--- BEGIN Dataset extract ---

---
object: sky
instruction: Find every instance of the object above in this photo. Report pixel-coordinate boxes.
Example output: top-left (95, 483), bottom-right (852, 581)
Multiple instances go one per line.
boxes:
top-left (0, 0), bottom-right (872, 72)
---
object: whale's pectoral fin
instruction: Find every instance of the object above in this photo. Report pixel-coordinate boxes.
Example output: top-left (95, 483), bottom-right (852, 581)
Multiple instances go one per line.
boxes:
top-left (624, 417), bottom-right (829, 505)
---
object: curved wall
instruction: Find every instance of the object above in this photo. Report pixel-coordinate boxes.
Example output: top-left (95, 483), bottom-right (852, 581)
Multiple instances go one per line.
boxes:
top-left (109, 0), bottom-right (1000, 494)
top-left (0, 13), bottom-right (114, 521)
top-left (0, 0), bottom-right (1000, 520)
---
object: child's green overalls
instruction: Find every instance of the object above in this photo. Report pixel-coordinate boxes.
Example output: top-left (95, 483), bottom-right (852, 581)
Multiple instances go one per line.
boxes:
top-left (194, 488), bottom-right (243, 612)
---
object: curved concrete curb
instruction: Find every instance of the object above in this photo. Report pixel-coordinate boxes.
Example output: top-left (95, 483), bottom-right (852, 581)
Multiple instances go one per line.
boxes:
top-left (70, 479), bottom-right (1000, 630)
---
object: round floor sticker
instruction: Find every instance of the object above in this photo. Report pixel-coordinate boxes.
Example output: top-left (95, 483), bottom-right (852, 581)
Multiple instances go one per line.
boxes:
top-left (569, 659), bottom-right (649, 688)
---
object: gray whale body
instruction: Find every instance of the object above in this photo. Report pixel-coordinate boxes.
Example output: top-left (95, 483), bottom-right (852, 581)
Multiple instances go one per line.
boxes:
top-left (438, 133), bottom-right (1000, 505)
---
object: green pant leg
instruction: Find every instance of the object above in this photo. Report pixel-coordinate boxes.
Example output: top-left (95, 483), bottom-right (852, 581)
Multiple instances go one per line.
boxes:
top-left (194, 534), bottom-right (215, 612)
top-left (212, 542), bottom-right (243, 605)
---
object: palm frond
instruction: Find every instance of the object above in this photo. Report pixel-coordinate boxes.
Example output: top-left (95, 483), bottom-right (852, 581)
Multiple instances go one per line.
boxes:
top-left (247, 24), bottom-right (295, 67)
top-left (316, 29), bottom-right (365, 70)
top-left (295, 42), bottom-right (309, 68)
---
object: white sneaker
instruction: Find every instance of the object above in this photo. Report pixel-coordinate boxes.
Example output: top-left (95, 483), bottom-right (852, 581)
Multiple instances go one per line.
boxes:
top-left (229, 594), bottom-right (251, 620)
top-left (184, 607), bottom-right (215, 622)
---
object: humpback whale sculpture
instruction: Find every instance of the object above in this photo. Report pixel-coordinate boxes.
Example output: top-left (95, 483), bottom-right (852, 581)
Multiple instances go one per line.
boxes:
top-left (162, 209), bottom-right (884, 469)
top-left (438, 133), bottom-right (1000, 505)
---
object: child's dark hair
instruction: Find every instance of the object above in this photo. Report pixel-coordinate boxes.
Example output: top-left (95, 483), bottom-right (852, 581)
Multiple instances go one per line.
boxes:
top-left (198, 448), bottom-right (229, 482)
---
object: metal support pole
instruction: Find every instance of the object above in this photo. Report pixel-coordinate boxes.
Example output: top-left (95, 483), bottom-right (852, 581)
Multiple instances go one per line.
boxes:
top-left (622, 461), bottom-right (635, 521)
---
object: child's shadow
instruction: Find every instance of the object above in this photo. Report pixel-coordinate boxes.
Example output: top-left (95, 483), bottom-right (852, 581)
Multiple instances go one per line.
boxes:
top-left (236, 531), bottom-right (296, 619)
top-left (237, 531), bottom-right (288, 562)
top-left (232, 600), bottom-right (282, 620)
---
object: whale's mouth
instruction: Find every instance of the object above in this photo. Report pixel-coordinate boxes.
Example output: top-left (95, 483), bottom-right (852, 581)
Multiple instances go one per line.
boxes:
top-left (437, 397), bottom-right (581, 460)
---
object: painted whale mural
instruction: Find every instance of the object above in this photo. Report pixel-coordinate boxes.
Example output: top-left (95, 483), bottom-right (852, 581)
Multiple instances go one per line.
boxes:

--- END Dataset extract ---

Short problem >> Reproduce the data verbatim from its first line through the line containing "top-left (70, 479), bottom-right (1000, 630)", including that line.

The answer >>
---
object: sky
instruction: Find every instance of the object above in this photo. Report pixel-coordinate boxes.
Example output: top-left (95, 483), bottom-right (852, 581)
Multiple instances go one per line.
boxes:
top-left (0, 0), bottom-right (872, 72)
---
object: whale's pectoral fin
instruction: Find every instance of the object above in this photo. Report pixel-coordinate boxes.
Example output: top-left (95, 483), bottom-right (852, 581)
Multiple instances go one per line.
boxes:
top-left (624, 417), bottom-right (829, 505)
---
object: curved wall
instruction: Find every instance of the object above in this photo. Report pixel-coordinate boxes.
Example output: top-left (95, 483), bottom-right (852, 581)
Multiple instances go one per line.
boxes:
top-left (109, 0), bottom-right (1000, 494)
top-left (0, 13), bottom-right (114, 521)
top-left (0, 0), bottom-right (1000, 520)
---
object: child's green overalls
instruction: Find every instance of the object above in this photo. Report pixel-coordinate boxes.
Example output: top-left (95, 483), bottom-right (852, 581)
Multiple instances go one per line.
boxes:
top-left (194, 488), bottom-right (243, 612)
---
object: curved concrete curb
instruction: Find every instance of the object above in this photo. Report pixel-coordinate boxes.
Example output: top-left (95, 483), bottom-right (852, 581)
Multiple instances go one per line.
boxes:
top-left (70, 479), bottom-right (1000, 630)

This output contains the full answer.